— begin Provided entries —

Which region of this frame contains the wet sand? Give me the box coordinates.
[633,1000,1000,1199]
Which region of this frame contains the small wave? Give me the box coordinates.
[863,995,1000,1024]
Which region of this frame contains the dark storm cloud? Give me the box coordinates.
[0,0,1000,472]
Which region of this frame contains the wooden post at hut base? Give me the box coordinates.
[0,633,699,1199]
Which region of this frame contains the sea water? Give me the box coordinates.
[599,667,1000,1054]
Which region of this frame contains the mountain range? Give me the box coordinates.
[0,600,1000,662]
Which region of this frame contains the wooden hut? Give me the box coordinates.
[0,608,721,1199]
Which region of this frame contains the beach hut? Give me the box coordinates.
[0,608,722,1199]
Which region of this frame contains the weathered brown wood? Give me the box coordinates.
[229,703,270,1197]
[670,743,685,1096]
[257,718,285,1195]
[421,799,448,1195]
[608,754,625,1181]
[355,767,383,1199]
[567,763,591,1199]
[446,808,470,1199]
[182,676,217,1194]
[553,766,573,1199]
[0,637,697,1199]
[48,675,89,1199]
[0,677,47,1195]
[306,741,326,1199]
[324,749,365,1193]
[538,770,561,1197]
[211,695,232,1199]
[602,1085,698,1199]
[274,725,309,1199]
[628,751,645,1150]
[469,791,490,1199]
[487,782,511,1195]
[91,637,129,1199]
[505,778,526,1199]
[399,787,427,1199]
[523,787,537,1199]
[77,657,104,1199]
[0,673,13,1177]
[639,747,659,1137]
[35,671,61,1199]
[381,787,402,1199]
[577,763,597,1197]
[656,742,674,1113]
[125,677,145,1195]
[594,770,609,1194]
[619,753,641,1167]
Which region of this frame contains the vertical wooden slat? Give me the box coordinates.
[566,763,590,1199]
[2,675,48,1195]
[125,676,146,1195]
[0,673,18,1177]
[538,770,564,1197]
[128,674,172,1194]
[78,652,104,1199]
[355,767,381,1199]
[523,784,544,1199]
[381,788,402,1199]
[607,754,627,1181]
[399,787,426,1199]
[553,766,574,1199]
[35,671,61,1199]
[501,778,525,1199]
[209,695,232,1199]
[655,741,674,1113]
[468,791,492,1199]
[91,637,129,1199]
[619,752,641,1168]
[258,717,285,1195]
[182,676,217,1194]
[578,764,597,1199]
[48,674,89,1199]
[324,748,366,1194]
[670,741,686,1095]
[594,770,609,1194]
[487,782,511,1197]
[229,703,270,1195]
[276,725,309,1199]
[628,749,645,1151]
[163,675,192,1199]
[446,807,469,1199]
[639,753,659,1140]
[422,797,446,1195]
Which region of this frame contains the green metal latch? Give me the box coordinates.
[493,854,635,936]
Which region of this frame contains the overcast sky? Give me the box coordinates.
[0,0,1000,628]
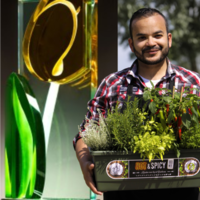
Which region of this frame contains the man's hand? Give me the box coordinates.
[76,139,102,195]
[82,161,102,195]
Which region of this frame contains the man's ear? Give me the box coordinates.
[168,33,172,48]
[128,38,134,52]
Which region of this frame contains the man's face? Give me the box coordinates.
[129,14,172,65]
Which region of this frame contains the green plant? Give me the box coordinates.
[78,110,112,151]
[105,98,147,151]
[80,84,200,161]
[122,160,128,178]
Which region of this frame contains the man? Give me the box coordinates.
[74,8,200,200]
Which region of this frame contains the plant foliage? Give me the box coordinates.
[82,87,200,161]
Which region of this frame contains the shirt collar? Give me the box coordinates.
[126,58,176,84]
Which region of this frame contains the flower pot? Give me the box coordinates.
[90,149,200,191]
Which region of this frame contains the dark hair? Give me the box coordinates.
[129,8,169,39]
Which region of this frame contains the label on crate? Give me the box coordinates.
[106,157,200,179]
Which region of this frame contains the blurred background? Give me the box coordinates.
[118,0,200,72]
[0,0,200,197]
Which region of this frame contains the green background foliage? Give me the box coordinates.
[118,0,200,72]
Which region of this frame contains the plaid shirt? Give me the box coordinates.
[73,60,200,148]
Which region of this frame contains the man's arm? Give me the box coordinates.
[76,139,102,195]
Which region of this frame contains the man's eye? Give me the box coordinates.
[138,36,145,40]
[155,35,162,38]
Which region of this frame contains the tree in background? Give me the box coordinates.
[118,0,200,72]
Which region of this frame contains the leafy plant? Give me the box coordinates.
[80,87,200,161]
[106,98,147,151]
[78,110,112,151]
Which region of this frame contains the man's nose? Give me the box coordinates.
[146,37,156,46]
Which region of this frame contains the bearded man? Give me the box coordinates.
[74,8,200,200]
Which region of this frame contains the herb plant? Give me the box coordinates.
[80,87,200,161]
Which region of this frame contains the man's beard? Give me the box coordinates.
[133,44,169,65]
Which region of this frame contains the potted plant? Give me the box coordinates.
[79,87,200,191]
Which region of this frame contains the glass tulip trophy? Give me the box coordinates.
[6,0,98,199]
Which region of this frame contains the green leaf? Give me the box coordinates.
[143,91,151,101]
[167,109,173,124]
[163,97,172,103]
[174,92,181,99]
[149,101,156,114]
[150,80,155,88]
[192,115,199,126]
[191,107,198,117]
[182,113,191,129]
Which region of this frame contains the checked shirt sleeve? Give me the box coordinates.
[73,79,109,148]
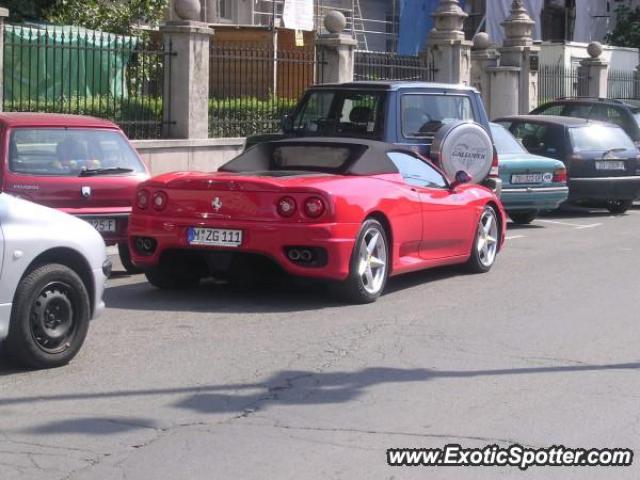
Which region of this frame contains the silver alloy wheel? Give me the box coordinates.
[358,227,387,295]
[476,208,498,267]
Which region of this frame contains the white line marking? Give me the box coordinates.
[538,220,602,229]
[576,223,602,230]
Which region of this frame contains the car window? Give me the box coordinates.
[387,152,447,188]
[336,94,382,136]
[510,122,563,158]
[562,103,591,118]
[592,105,628,128]
[9,128,145,176]
[535,103,564,115]
[491,123,526,155]
[569,125,635,151]
[630,108,640,127]
[400,94,473,138]
[294,92,335,131]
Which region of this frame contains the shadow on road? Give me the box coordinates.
[104,279,341,313]
[0,362,640,414]
[25,417,157,435]
[104,266,464,313]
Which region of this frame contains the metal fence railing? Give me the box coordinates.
[3,25,175,139]
[354,51,437,82]
[607,69,640,99]
[538,65,581,105]
[209,42,325,137]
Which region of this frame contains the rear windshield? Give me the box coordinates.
[491,123,526,155]
[292,90,386,139]
[400,94,473,138]
[569,125,635,151]
[220,143,366,173]
[9,128,145,177]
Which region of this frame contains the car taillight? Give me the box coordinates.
[489,148,500,177]
[304,197,324,218]
[136,190,149,210]
[278,197,296,217]
[553,168,567,183]
[152,192,167,210]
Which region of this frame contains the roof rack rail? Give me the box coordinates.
[556,96,624,103]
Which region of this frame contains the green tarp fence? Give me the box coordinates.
[3,24,139,104]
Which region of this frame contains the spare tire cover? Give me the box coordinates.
[431,122,493,183]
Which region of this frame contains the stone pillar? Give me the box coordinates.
[421,0,471,85]
[160,0,213,138]
[578,42,609,98]
[498,0,540,114]
[0,7,9,112]
[470,32,500,117]
[316,10,358,83]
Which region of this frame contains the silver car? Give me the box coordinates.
[0,193,111,368]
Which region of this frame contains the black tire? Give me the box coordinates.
[5,264,91,369]
[507,210,540,225]
[144,264,201,290]
[118,243,142,275]
[607,200,633,215]
[465,205,500,273]
[336,219,390,304]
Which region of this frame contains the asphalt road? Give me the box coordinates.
[0,207,640,480]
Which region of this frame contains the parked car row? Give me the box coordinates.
[0,82,640,368]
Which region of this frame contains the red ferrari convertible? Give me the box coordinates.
[129,138,506,303]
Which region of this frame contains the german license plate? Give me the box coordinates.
[511,173,542,183]
[187,227,242,247]
[596,160,624,170]
[85,218,117,233]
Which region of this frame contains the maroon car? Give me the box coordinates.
[0,113,149,273]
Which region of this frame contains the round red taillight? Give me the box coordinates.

— end Provided entries —

● Task objective
Write out all the rows above again, switching each "frame" to "image" and changing nothing else. Leave the pictures out.

● Output for this task
Which region of this image contains the wet sand? Give me the box coordinates.
[633,1000,1000,1199]
Which region of this image contains the small wave? Give me the box coordinates.
[863,995,1000,1024]
Which region of this image contains the dark storm cloud? Give me the box coordinates.
[0,0,1000,472]
Which region of this image contains the wooden post at hut base? Give me the box coordinates.
[0,633,699,1199]
Which region of this image contains the sea water? Give me the box coordinates.
[599,667,1000,1054]
Which region of this image contains the mountain range? Give me the box coordinates.
[0,600,1000,662]
Which region of this image contains the wooden hut? Give me the box coordinates.
[0,608,721,1199]
Which region of this image contains the beach hut? Give me the box coordinates.
[0,608,722,1199]
Which region of this image contains the weathered brown wood? Give me the box coordinates.
[229,703,270,1197]
[670,743,685,1096]
[257,718,285,1195]
[421,799,448,1195]
[608,754,625,1181]
[355,767,383,1199]
[567,763,591,1199]
[446,808,470,1199]
[182,676,217,1194]
[553,766,573,1199]
[0,637,697,1199]
[48,675,89,1199]
[0,677,47,1195]
[306,741,326,1199]
[324,749,365,1193]
[538,770,561,1197]
[211,695,232,1199]
[602,1085,698,1199]
[274,725,309,1199]
[628,751,645,1150]
[469,791,490,1199]
[487,782,511,1195]
[91,637,129,1199]
[505,778,526,1199]
[399,787,427,1199]
[523,787,537,1199]
[77,657,104,1199]
[0,673,13,1177]
[639,747,659,1137]
[35,671,61,1199]
[381,787,402,1199]
[577,763,597,1197]
[656,742,674,1113]
[125,677,145,1195]
[594,770,609,1194]
[619,753,641,1167]
Which region of this image contains the vertical wooden slat? Give me the box coordinates.
[566,763,590,1199]
[2,675,48,1195]
[125,676,146,1195]
[0,673,18,1177]
[538,770,564,1197]
[128,674,172,1194]
[78,652,104,1199]
[355,767,381,1199]
[523,784,544,1199]
[381,788,402,1199]
[607,754,627,1181]
[399,787,426,1199]
[553,766,574,1199]
[35,671,61,1199]
[501,778,525,1199]
[209,695,232,1199]
[655,741,674,1113]
[468,791,492,1199]
[91,637,129,1199]
[619,752,641,1168]
[258,717,285,1195]
[182,676,217,1194]
[578,764,597,1199]
[48,674,89,1199]
[324,748,366,1194]
[670,741,686,1095]
[594,770,609,1194]
[487,782,511,1197]
[229,703,270,1195]
[276,725,309,1199]
[628,749,645,1151]
[163,675,192,1199]
[446,807,469,1199]
[639,753,659,1140]
[422,797,446,1195]
Which region of this image contains the green metal latch? Give me the box coordinates.
[493,854,635,936]
Which region of this image contains the overcast sky? Give me the box coordinates.
[0,0,1000,628]
Which region of this image contains the man's hand? Give me the box coordinates.
[76,139,102,195]
[82,161,102,195]
Which region of this image contains the man's ear? Give me the box coordinates.
[168,33,172,48]
[128,38,134,52]
Which region of this image contains the man's face? Give me the box coordinates.
[129,14,172,65]
Which region of this image contains the green plant? Give me the box coordinates.
[78,110,112,151]
[105,98,147,151]
[80,84,200,161]
[122,160,128,178]
Which region of this image contains the man? Give me the box coordinates.
[74,8,200,200]
Which region of this image contains the plant foliage? Give me the box coordinates.
[82,87,200,161]
Which region of this image contains the shirt collar? Give me the box coordinates.
[126,58,176,84]
Which region of this image contains the flower pot? Give me the box coordinates.
[90,149,200,191]
Which region of this image contains the dark hair? Give me the box coordinates.
[129,8,169,39]
Which region of this image contains the label on crate? Give me the box coordinates.
[106,157,200,179]
Which region of this image contains the blurred background? Give me the box coordinates.
[118,0,200,72]
[0,0,200,197]
Which region of this image contains the green background foliage? Give me the box coordinates.
[118,0,200,72]
Which region of this image contains the plaid shirt? Give me the box coordinates.
[73,60,200,148]
Which region of this image contains the man's arm? Give me the box coordinates.
[76,139,102,195]
Which region of this image contains the man's eye? Give me the box coordinates.
[138,36,145,40]
[155,35,162,38]
Which region of this image contains the tree in background? Give me the box coordinates.
[118,0,200,72]
Which region of this image contains the leafy plant? Give me the box coordinates.
[80,87,200,161]
[106,98,147,151]
[78,110,112,151]
Which region of this image contains the man's nose? Give me the box coordinates.
[146,37,156,46]
Which region of this image contains the bearded man? Give me the box coordinates.
[74,8,200,200]
Which region of this image contains the herb plant? Give me the box coordinates.
[80,87,200,161]
Which region of this image contains the man's beard? Give me the box coordinates.
[133,44,169,65]
Which region of this image contains the potted plant? Give me the box coordinates.
[79,87,200,191]
Which region of this image contains the glass tulip trophy? Give me the box coordinates.
[6,0,98,199]
Which region of this image contains the green leaf? Give me the box coordinates.
[143,91,151,101]
[167,109,173,124]
[163,97,172,103]
[174,92,181,99]
[149,101,156,114]
[150,80,155,88]
[192,115,199,126]
[191,107,198,117]
[182,113,191,129]
Which region of this image contains the checked shirt sleeve? Give me the box coordinates.
[73,79,109,148]
Which region of this image contains the silver alloy wheel? Give me the box coordinates.
[358,227,387,295]
[476,208,498,267]
Which region of this image contains the white line marking? Give me the box coordinates.
[538,220,602,229]
[576,223,602,230]
Which region of this image contains the car window? Give me the box coordinates.
[387,152,447,188]
[336,94,382,136]
[510,122,563,158]
[562,103,591,118]
[592,105,628,128]
[9,128,145,176]
[535,103,564,115]
[491,123,526,155]
[569,125,635,151]
[630,108,640,127]
[400,94,473,138]
[294,92,335,131]
Which region of this image contains the shadow on road? Give me the box coordinates.
[104,279,341,313]
[0,362,640,414]
[25,417,157,435]
[104,266,464,313]
Which region of this image contains the metal fence railing? Give me the box coordinates.
[3,25,175,139]
[354,51,437,82]
[607,69,640,99]
[538,65,581,105]
[209,42,325,137]
Which region of this image contains the rear windshield? Give me the box coordinates.
[491,123,526,155]
[292,90,386,139]
[400,94,473,138]
[569,125,635,151]
[220,143,366,173]
[9,128,145,177]
Which region of this image contains the car taillight? Give me the box coordinates.
[489,148,500,177]
[304,197,324,218]
[136,190,149,210]
[278,197,296,217]
[553,168,567,183]
[152,192,167,210]
Which region of this image contains the roof rack rail? Give me the box coordinates.
[556,96,624,103]
Which region of this image contains the green tarp fence? Give me the box coordinates.
[3,24,139,104]
Which region of this image contains the spare tire cover? Give me the box coordinates.
[431,122,493,183]
Which region of this image contains the stone pillar? Give me the box coordinates.
[421,0,471,85]
[160,0,213,138]
[578,42,609,98]
[498,0,540,114]
[0,7,9,112]
[470,32,500,117]
[316,10,358,83]
Which region of this image contains the silver car? Give me the box coordinates.
[0,193,111,368]
Which region of this image contains the black tire? Give me the box coordinates.
[5,264,91,369]
[507,210,540,225]
[144,264,201,290]
[118,243,142,275]
[607,200,633,215]
[465,205,500,273]
[336,219,390,304]
Which region of this image contains the asphalt road? Give me the box coordinates.
[0,207,640,480]
Which region of this image contains the parked car row? Give me the box coordinates.
[0,82,640,368]
Which region of this image contains the red ferrari convertible? Give me the box coordinates.
[129,138,506,303]
Which region of this image contains the german license plate? Give me the box coordinates.
[511,173,542,183]
[187,227,242,247]
[596,160,624,170]
[85,218,117,233]
Which region of this image contains the maroon car? Give me the box coordinates.
[0,113,149,273]
Which region of this image contains the round red taillight? Give me the box coordinates.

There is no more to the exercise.